Stored data
--- START ---
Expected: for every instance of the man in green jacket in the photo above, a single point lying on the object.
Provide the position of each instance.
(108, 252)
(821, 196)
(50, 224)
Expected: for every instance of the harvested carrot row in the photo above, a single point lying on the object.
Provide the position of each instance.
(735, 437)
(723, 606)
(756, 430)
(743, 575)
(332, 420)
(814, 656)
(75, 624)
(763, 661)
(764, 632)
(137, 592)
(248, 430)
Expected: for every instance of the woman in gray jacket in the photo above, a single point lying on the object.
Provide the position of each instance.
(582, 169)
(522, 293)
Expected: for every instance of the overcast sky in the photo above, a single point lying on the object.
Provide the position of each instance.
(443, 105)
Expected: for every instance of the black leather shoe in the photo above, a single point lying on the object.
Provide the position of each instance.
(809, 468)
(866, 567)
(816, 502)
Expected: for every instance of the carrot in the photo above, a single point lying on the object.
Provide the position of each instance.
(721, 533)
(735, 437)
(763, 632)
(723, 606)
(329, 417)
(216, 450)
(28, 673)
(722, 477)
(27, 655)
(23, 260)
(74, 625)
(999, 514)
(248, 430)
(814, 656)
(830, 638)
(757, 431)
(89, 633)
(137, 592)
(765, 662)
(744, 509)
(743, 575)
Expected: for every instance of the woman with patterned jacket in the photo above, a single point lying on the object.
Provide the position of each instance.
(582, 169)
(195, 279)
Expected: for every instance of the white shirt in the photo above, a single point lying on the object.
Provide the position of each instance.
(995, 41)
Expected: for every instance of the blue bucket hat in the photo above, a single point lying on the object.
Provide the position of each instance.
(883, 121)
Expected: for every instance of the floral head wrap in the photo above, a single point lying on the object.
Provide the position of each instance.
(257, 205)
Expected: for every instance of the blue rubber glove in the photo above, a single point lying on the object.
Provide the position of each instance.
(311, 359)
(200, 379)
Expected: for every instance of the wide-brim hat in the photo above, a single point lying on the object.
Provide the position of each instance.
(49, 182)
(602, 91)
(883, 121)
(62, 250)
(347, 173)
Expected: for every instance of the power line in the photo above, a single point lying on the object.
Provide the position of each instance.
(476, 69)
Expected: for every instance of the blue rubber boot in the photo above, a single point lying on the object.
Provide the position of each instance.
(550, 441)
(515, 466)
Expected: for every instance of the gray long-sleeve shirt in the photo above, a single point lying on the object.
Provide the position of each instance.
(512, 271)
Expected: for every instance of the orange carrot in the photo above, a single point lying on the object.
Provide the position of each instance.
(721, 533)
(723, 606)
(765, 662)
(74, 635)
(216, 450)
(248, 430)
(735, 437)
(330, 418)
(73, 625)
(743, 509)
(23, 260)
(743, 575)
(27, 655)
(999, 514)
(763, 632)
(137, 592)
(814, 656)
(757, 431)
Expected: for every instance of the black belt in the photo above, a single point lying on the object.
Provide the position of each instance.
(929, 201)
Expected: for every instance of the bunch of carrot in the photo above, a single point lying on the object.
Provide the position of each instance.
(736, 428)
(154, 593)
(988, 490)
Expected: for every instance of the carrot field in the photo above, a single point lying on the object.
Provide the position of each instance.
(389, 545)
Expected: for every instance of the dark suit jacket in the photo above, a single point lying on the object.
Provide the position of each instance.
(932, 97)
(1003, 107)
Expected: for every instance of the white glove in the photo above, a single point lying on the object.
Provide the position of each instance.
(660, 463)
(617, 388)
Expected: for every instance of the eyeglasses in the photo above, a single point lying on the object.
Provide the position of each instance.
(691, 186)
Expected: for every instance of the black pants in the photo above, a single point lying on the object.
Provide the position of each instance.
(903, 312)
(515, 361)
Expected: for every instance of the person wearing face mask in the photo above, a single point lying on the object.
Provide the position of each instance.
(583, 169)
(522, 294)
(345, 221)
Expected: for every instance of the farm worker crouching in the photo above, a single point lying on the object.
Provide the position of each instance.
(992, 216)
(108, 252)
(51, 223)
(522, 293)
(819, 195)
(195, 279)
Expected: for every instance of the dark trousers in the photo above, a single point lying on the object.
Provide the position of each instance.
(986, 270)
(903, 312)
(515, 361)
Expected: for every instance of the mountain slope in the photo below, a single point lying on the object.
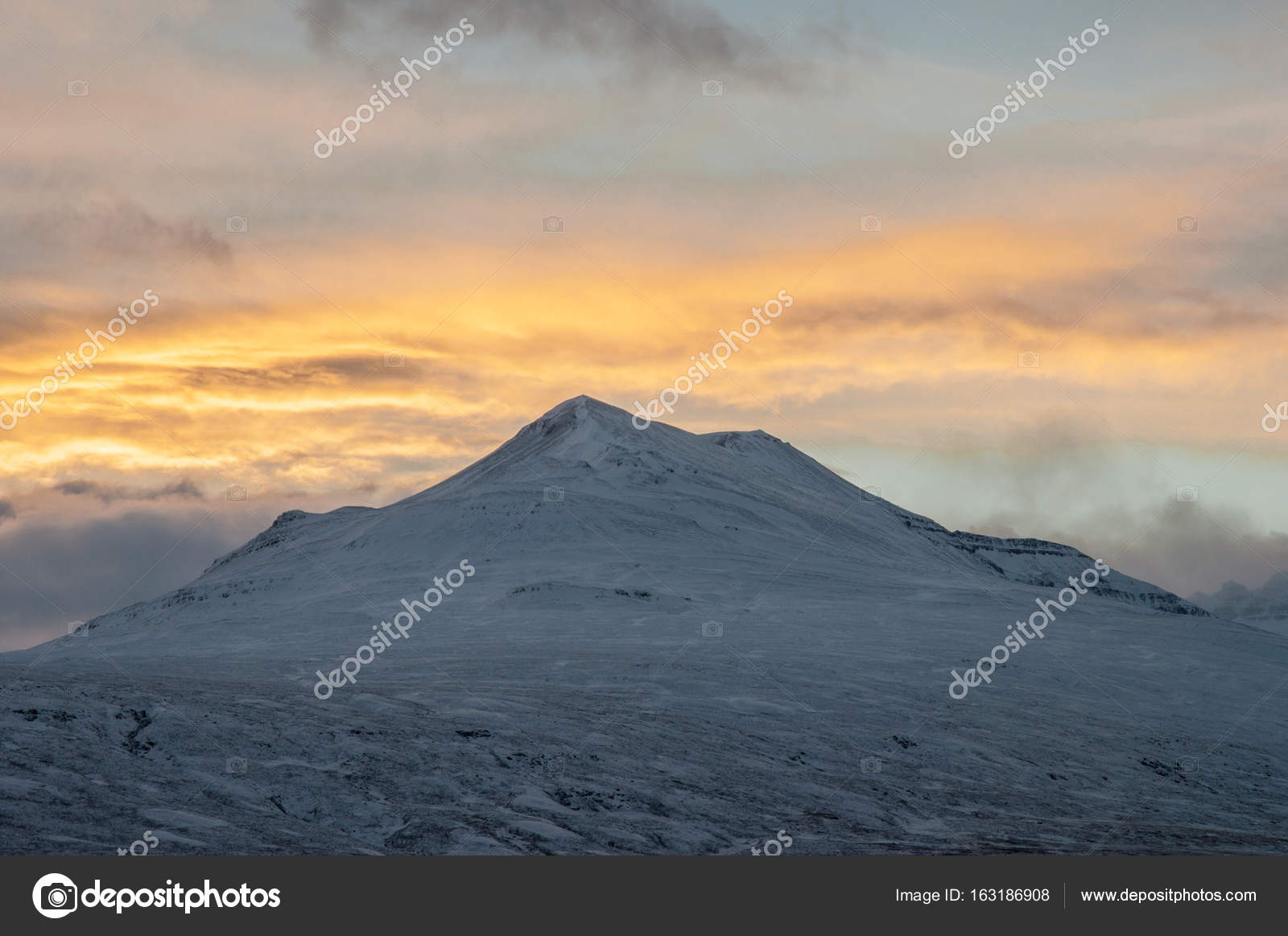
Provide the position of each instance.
(671, 643)
(715, 505)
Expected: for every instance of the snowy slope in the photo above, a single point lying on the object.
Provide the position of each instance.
(673, 643)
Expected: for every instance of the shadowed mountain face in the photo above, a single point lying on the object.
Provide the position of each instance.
(581, 500)
(603, 639)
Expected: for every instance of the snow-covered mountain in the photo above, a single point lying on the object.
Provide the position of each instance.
(1265, 607)
(643, 641)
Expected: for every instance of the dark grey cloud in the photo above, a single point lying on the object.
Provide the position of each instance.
(106, 232)
(116, 562)
(107, 493)
(1184, 547)
(643, 34)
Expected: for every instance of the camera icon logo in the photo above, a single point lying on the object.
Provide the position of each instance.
(553, 765)
(55, 897)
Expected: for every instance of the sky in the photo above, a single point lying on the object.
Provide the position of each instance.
(1073, 331)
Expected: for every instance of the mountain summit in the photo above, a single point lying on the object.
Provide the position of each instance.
(581, 500)
(601, 639)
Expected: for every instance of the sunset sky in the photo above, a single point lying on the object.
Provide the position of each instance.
(264, 363)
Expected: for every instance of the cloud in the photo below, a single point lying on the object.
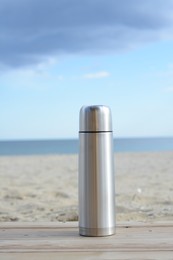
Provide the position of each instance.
(97, 75)
(32, 31)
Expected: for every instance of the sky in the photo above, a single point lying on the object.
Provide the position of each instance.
(58, 55)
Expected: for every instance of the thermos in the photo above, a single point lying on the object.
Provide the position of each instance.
(96, 172)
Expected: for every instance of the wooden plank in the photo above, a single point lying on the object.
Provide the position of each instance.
(52, 240)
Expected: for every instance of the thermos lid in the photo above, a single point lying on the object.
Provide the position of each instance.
(95, 119)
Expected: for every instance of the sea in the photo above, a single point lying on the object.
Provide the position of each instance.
(71, 146)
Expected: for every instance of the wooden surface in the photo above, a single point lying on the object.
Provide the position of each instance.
(61, 241)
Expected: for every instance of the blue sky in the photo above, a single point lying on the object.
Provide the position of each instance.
(56, 56)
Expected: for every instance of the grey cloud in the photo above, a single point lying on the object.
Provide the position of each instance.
(31, 30)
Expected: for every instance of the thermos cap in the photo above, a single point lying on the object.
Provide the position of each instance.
(95, 118)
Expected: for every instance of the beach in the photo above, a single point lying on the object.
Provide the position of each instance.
(45, 188)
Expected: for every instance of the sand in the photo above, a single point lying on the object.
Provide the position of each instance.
(44, 188)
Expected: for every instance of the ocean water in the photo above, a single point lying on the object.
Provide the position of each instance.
(70, 146)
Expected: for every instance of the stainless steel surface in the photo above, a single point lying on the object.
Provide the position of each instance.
(96, 174)
(95, 118)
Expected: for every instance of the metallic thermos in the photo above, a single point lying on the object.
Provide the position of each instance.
(96, 172)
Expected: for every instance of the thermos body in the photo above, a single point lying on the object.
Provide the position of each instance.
(96, 172)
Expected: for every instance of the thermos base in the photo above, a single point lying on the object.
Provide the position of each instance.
(96, 232)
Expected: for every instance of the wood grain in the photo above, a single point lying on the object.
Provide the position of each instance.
(62, 241)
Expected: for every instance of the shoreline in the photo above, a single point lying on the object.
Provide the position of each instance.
(45, 187)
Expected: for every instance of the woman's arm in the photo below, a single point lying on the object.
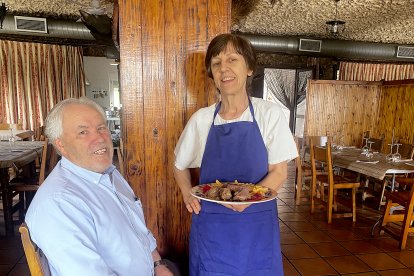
--- END ---
* **The task**:
Every entry above should be restated word for word, with the images left out.

* **Answer section**:
Expected: for every instance of the man in green jacket in the photo above, a single point lying on the object.
Provide the position of each instance.
(108, 252)
(821, 196)
(50, 224)
Expected: for every instance of the harvested carrot row in the photo above, a single point lying on the object.
Provide the position of each instance.
(735, 437)
(723, 606)
(756, 430)
(743, 575)
(332, 420)
(814, 656)
(75, 624)
(763, 661)
(764, 632)
(137, 592)
(248, 430)
Expected: for every instance of the woman in gray jacket in the photo above, a single point lying on the object.
Provide the position of each instance.
(582, 169)
(522, 293)
Expected: for every instance of the overcast sky in the photo above, a single point lying on the object.
Provide the position of each instance.
(443, 105)
Expected: for every instance of the black leather shoe in the photo above, a single point lying on the object.
Provide the position of each instance.
(809, 468)
(866, 567)
(816, 502)
Expected: for every instance of the carrot in the photo above, a single point lying on the object.
Provide the position of each instance.
(721, 533)
(735, 437)
(763, 632)
(723, 606)
(329, 417)
(216, 450)
(28, 673)
(722, 477)
(27, 655)
(23, 260)
(74, 625)
(999, 514)
(248, 430)
(814, 656)
(830, 638)
(757, 431)
(89, 633)
(137, 592)
(765, 662)
(744, 509)
(743, 575)
Expected: for every instance of the woman with patterned jacket in the photo above, a single point lying on the object.
Provide the position of each instance.
(582, 169)
(195, 279)
Expected: for every instance of the white shirt in the photo above, a single point lying on the object.
Provide the position of each instance.
(995, 41)
Expected: for every instance of the blue bucket hat in the photo above, a single point lying on the object.
Provide the position of each instance.
(883, 121)
Expected: for every instance of the floral head wrap in the photo above, a single point lying on the object.
Provide the position of each instance.
(257, 205)
Expected: for every instance of the blue rubber glove in the photo above, a single point lying on the object.
Provide the position of each instance.
(311, 359)
(200, 379)
Expected: for every instance of the wide-brim hat in the photo above, a single point lying on the object.
Provide the position of each instance.
(49, 182)
(602, 91)
(883, 121)
(62, 250)
(347, 173)
Expected: for every instance of the power line in the photo above, a single point lying on the object.
Provide the position of each instance.
(476, 69)
Expected: for every instance of the blue rubber boot in the photo above, a single point lying on the object.
Provide the position of each instance.
(550, 441)
(515, 466)
Expected: for every instance of the gray long-sleeve shirt in the photo above, a single point lying on the object.
Provide the position of each instance.
(512, 271)
Expected: for every instance of the orange carrot in the photo above, a single point lying on the object.
Provide the position of each instance.
(721, 533)
(723, 606)
(765, 662)
(74, 635)
(216, 450)
(248, 430)
(735, 437)
(330, 418)
(73, 625)
(743, 509)
(23, 260)
(743, 575)
(27, 655)
(999, 514)
(763, 632)
(137, 592)
(814, 656)
(757, 431)
Expected: for every instance of the black belt in the photo above, a single point lying on the object.
Provide the position of each instance.
(929, 201)
Expected: for every instance of the bunch of carrot in the photo above, a single point lying on the object.
Provide the position of each instance.
(736, 428)
(154, 593)
(988, 490)
Expected: for every instance of the carrot field in the photo above, a single point lying on the object.
Provide the position of each instance.
(389, 545)
Expected: for every instance of the dark suit jacket in the photo above, a single point lying on the object.
Provide the position of each instance.
(932, 97)
(1003, 107)
Expected: for every instance of the white glove in the photo above, a single point lying on the object.
Provide the position of each instance.
(660, 463)
(617, 388)
Expected: for every instance of the eyeglasses in the photo above, a single point lying on the object.
Provide the position of each instance.
(691, 186)
Expected: for every instance of the black pants in the photo above, a single point lying on the object.
Provide the position of each instance.
(903, 312)
(515, 361)
Expected: for every instance of the person wearing face mask in the photo above, a single point lying on the object.
Provide the position of each instance.
(583, 169)
(522, 294)
(345, 221)
Expected: for every instance of the farm worker crouching in the photo above, a single point lying on the object.
Provide the position of each instance.
(992, 216)
(108, 252)
(51, 223)
(522, 293)
(819, 195)
(195, 279)
Expected: for every instance of the dark trousers in the photo above, a single point lying on the object.
Provide the position of each instance.
(986, 270)
(903, 312)
(515, 361)
Expected: for every instance of the mountain slope in the photo below, a single point lying on the object.
Provide the position of each instance.
(671, 643)
(715, 505)
Expected: for every instance of the snowy slope in the photo above, a single point lying on the object.
Provide the position of each instance.
(673, 643)
Expected: for every instance of the shadowed mountain face in the photo above, a single point lying on the object.
Provide the position of each instance.
(581, 500)
(603, 639)
Expected: for every instance of the snow-covered mountain in the photo above, a single point lying on the object.
Provide the position of each instance.
(1265, 607)
(643, 641)
Expected: for every instance of the dark grey cloud in the photo above, a single point lying on the object.
Provide the position of each instance.
(106, 232)
(116, 562)
(107, 493)
(1184, 547)
(643, 34)
Expected: for every instance of the camera icon logo in the photo above, a single point lying on the object.
Provide the position of each instance.
(553, 765)
(55, 897)
Expected: for every instance of the sky in the photo above, a single point lying on the object.
Provide the position of each instance.
(1073, 331)
Expected: for every instance of the mountain summit in the photo above, a single point lying on the object.
Provide the position of each instance.
(581, 500)
(601, 639)
Expected: for every instance of the sunset sky in the photo above, a single point lying on the object.
Provide the position of each instance.
(264, 363)
Expected: for every instance of the cloud in the photo below, a single point lying on the object.
Provide the position of each instance.
(97, 75)
(32, 31)
Expected: for every instance of the sky in the photo above, a single point lying on the object.
Provide the position of each instance.
(58, 55)
Expected: for every instance of the thermos in the photo above, a single point lying on the object.
Provide the position of each instance.
(96, 172)
Expected: for every instance of the wooden plank in the photo above, a single point lying on the object.
Provide the position of each instance.
(52, 240)
Expected: for every instance of the thermos lid in the photo above, a single point lying on the object.
Provide the position of each instance.
(95, 119)
Expected: for every instance of the sea in the photo above, a single point lying on the object.
Provide the position of each instance.
(71, 146)
Expected: for every instance of the wooden surface in the photo above, a single point lying on the object.
Provide the position of each instance.
(61, 241)
Expected: for every instance of the blue sky in the photo above, a single point lying on the object.
Provide the position of each instance.
(56, 56)
Expected: for every instance of the grey cloud in the photo above, a single point lying on the object.
Provide the position of each instance.
(31, 30)
Expected: for every instance of the thermos cap in the photo above, a single point lying on the object.
Provide the position of each instance.
(95, 118)
Expected: for every instance of the beach in the photo above, a single point lying on the object.
Provide the position of each instance.
(45, 188)
Expected: for every instance of the sand in the photo above, a single point lying on the object.
Provide the position of each instance.
(44, 188)
Expected: for every instance of the ocean water in the photo above, a single point lying on the object.
Provide the position of each instance.
(70, 146)
Expected: for every instance of the stainless steel surface in the photo above, a single point lying on the object.
Provide the position of each instance.
(96, 174)
(95, 118)
Expected: for every instance of the metallic thermos in the photo above, a single point lying on the object.
Provide the position of each instance.
(96, 172)
Expected: for every instance of the thermos body in the photo above, a single point lying on the object.
Provide the position of each instance.
(96, 172)
Expected: for every instance of the thermos base in the photo above, a single point lying on the object.
Provide the position of each instance.
(96, 232)
Expected: for every instance of the wood grain in the photo above, a single point lying on the object.
Provide the position of each instance.
(62, 241)
Expected: for every instance of the shoreline in the photo above, a single point lying on the object.
Provide the position of each instance.
(45, 187)
Expected: for every instance of the woman's arm in the photo below, a single point lying on the object.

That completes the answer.